■ **What to do**
Identify every line in the records below that contains the word "turned", and copy each of those lines in full. Case counts.
** Start Material for this exercise **
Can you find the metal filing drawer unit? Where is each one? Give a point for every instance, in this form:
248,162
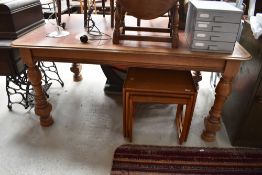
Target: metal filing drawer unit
212,26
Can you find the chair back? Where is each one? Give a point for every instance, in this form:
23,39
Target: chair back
146,9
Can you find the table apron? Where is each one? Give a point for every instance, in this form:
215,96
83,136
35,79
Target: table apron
130,59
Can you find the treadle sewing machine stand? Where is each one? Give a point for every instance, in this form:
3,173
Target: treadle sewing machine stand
18,85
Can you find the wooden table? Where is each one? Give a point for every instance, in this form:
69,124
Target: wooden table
35,46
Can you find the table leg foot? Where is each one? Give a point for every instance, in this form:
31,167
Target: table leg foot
76,69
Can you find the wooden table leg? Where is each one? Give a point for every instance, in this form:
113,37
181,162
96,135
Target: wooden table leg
112,9
59,12
85,13
76,69
42,107
213,120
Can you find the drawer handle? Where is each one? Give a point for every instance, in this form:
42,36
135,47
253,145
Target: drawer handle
218,18
204,15
258,99
214,38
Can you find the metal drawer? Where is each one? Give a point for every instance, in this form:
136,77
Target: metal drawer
218,16
217,27
198,45
215,36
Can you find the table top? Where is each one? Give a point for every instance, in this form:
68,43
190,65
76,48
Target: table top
129,53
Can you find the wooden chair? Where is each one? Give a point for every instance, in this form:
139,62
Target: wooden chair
159,86
90,2
141,10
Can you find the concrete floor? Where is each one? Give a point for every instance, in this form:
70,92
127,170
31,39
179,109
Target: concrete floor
87,128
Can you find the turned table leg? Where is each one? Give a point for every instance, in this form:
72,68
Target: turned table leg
42,107
213,120
76,69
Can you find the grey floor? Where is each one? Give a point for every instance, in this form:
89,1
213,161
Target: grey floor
87,128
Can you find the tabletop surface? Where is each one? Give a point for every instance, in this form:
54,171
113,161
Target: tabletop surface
38,39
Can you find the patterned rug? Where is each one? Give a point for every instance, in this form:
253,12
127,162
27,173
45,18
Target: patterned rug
162,160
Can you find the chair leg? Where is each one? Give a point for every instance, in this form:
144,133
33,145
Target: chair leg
103,7
130,119
125,113
138,22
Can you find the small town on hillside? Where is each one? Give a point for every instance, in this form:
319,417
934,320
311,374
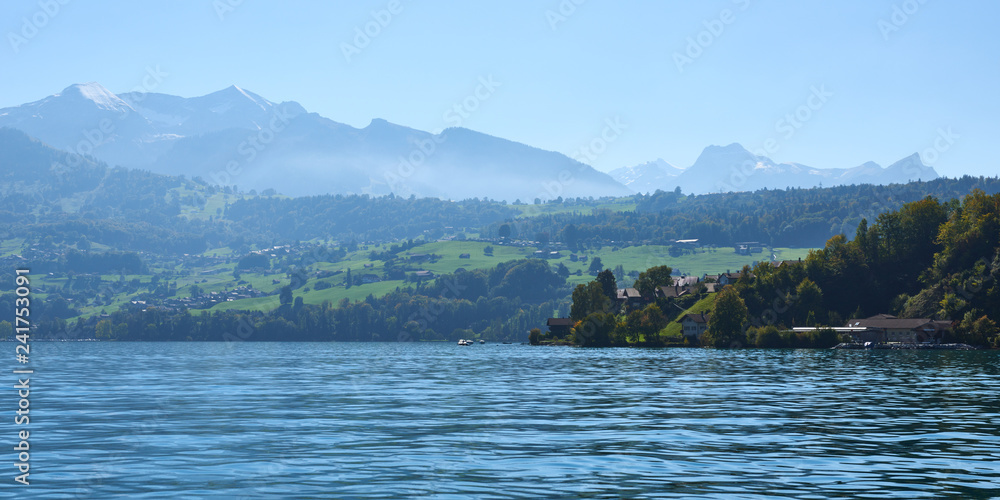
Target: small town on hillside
878,329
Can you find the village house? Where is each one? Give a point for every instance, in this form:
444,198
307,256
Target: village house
669,292
631,297
748,247
559,327
729,278
888,328
693,325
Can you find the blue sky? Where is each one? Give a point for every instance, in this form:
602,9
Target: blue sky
827,84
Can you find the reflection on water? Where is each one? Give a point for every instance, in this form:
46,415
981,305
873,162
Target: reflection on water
263,420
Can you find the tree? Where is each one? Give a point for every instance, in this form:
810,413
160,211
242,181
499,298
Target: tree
725,325
533,335
653,277
595,266
562,270
542,239
588,299
651,322
607,280
570,235
595,330
104,329
767,336
810,302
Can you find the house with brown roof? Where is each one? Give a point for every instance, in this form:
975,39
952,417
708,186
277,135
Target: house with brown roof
904,330
559,327
631,297
729,278
694,325
670,292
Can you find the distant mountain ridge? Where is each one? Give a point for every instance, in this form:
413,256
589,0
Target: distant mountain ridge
236,137
733,168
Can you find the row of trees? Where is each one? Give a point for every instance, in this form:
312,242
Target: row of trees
926,260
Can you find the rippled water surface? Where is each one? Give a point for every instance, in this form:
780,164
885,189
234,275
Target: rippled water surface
305,420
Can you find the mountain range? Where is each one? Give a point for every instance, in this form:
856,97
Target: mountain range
732,168
236,137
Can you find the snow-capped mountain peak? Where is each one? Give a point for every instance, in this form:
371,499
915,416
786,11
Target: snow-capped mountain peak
95,93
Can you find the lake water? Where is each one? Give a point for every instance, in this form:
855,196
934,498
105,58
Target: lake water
317,420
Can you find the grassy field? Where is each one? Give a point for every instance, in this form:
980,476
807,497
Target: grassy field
701,262
706,304
531,210
11,246
630,258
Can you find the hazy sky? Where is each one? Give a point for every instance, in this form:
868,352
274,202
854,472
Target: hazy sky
828,84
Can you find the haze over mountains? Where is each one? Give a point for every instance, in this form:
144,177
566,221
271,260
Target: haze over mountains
733,168
236,137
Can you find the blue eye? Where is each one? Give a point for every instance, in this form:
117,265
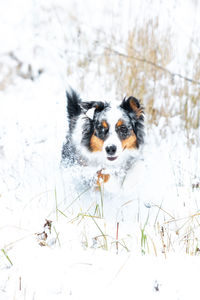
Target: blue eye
123,129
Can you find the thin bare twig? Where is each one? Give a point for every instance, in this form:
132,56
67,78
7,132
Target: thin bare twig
144,60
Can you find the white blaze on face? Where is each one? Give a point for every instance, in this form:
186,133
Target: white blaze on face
113,117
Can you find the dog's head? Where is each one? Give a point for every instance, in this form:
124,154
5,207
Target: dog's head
113,132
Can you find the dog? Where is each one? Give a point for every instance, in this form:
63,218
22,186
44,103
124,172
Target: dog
103,136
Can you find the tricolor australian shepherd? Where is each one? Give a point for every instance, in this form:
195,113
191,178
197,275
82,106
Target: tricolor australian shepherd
102,135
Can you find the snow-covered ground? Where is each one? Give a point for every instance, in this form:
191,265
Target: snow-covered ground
58,241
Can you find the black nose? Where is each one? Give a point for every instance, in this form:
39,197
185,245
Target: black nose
111,149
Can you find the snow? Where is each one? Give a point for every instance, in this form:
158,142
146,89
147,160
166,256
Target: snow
142,242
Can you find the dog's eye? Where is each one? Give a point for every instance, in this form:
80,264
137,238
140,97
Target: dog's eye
123,129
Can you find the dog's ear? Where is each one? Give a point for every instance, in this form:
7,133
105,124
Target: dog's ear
132,105
88,108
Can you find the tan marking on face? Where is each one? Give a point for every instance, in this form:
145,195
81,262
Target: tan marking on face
104,124
96,144
130,142
119,123
138,111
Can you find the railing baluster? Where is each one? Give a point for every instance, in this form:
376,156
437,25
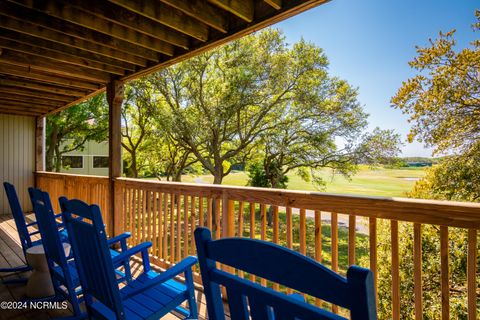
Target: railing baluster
352,221
289,236
218,229
185,226
193,224
143,214
240,229
276,236
263,231
252,229
138,216
417,270
445,287
172,228
200,212
372,231
318,243
303,232
154,217
160,225
471,274
165,226
240,218
395,271
148,218
209,213
334,237
178,243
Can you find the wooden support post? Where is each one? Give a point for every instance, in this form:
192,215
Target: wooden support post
40,144
115,99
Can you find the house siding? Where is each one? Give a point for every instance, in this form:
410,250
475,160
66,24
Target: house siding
17,157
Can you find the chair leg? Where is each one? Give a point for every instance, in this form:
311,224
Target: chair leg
192,302
23,268
15,281
13,270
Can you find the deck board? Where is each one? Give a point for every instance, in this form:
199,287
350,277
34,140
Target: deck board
11,255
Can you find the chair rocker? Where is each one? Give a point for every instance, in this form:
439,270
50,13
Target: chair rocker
149,296
249,300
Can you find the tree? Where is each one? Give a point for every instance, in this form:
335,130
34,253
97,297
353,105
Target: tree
137,115
222,102
70,129
443,99
443,102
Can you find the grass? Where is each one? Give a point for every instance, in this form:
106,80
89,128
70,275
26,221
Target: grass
367,181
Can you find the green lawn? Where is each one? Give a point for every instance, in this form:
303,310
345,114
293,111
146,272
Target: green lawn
367,181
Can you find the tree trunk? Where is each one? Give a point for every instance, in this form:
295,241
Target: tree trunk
50,154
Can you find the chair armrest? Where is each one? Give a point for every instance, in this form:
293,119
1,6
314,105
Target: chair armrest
34,232
122,239
31,224
125,255
170,273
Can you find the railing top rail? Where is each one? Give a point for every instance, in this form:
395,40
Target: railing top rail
62,174
448,213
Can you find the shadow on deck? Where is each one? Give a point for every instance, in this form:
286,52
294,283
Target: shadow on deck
11,255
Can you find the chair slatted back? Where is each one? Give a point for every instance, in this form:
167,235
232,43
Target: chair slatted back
18,216
283,266
87,236
47,225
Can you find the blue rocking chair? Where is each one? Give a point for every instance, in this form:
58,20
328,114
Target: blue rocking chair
22,228
249,300
149,296
62,270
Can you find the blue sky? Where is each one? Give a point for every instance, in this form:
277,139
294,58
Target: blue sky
370,42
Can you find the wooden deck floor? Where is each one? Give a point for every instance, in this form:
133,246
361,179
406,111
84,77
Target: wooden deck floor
11,255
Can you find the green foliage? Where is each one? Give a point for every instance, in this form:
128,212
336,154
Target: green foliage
442,102
70,129
442,99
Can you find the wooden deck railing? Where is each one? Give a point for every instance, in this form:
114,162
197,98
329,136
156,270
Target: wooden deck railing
336,230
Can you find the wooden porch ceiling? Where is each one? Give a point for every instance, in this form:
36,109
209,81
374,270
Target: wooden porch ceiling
56,53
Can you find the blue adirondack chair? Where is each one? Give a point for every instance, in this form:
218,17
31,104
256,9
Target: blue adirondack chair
62,270
149,296
283,266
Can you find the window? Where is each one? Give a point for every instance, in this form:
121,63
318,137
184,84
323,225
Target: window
100,162
72,162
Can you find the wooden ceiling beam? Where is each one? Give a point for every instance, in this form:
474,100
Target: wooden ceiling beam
56,56
202,11
41,87
35,93
243,9
65,11
71,41
25,105
9,110
168,16
51,45
27,21
53,67
31,100
25,72
129,19
276,4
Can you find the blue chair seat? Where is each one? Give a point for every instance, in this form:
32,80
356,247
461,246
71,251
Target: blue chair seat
58,273
147,304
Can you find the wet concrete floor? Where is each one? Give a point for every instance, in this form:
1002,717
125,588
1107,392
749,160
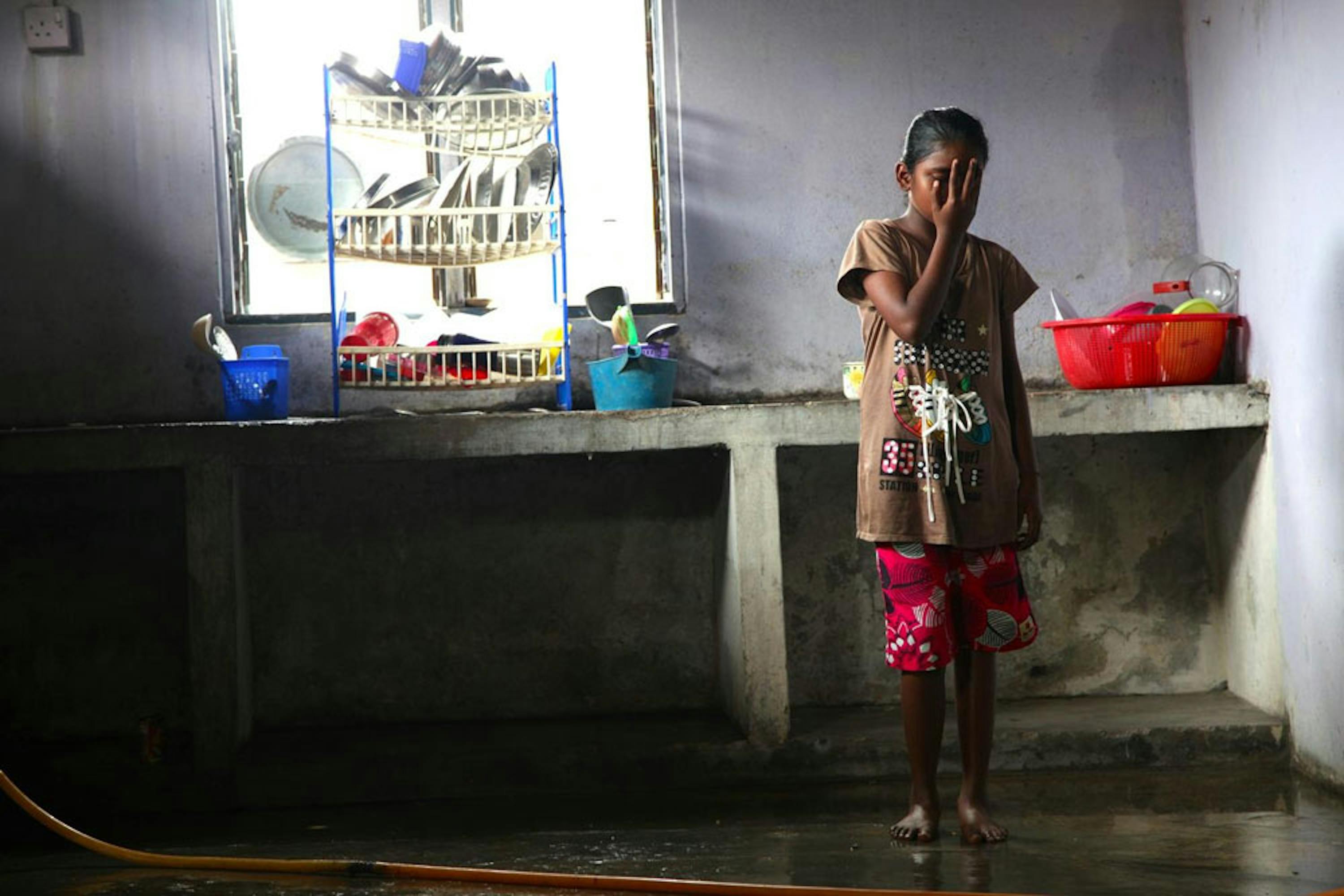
** End Material for this exercise **
■ **Reply to the task**
Can you find the turned table leg? Where is each one? Give a point for every instance, in this form:
Target: turned table leg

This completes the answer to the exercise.